*PROVIDED PASSAGE*
○ ○ ○ ○ ○ ○ ○

A G-protein coupled receptor is involved in the DUOX pathway in Tribolium castaneum

Abstract

Activation of the dual oxidase (DUOX) pathway is an important intestinal defense mechanism against enteric infection triggering the formation of radical oxygen species by stimulating DUOX enzyme activity and/or gene expression. In insects, several studies have suggested that uracil released by pathogenic bacteria functions as a major trigger molecule for the activation of DUOX, which leads to the formation of antimicrobial hypochlorous acid (HOCl). While the recognition of pathogen-associated molecular patterns of microbes by pattern recognition receptors is well understood, the detection of uracil is still elusive. It has been postulated that a G-protein coupled receptor (GPCR) binds the pyrimidine uracil, which activates PLCβ signalling and further downstream events. So far, no pyrimidinergic receptor has been identified in insects, particularly none that binds uracil nucleotides or sugar derivatives. To identify potential candidates for insect pyrimidine receptors, we used a human P2Y₄ receptor as a template to screen the Tribolium castaneum reference proteome. Four promising receptor candidates were identified, of which two were analyzed using RNA interference to determine their influence on uracil-induced TcDUOX expression, HOCl formation and development in control larvae and larvae that were challenged with the enteric pathogen Bacillus thuringiensis. Silencing TcGPCR41 resulted in a loss of uracil-induced TcDUOX expression and HOCl formation. Furthermore, the development of challenged larvae was affected in a manner like that observed in a TcDUOX knockdown. We conclude that the identified receptor may play a role in the uracil-dependent activation of the DUOX-pathways.

○ ○ ○ ○ ○ ○ ○

*GIVEN RECORDS*

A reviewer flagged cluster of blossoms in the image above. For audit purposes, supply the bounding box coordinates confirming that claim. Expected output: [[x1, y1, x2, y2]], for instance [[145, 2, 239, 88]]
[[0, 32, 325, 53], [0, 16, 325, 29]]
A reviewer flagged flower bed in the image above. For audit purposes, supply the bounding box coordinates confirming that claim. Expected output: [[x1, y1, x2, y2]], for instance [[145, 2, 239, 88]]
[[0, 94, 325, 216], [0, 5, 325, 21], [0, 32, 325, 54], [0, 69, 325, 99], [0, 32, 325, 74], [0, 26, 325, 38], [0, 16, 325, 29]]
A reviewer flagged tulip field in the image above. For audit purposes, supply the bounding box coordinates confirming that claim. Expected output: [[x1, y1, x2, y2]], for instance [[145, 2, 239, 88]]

○ ○ ○ ○ ○ ○ ○

*DIRECTIONS*
According to the abstract, what receptor served as the template for screening the Tribolium castaneum reference proteome?

*TASK ANSWER*
A human P2Y₄ receptor.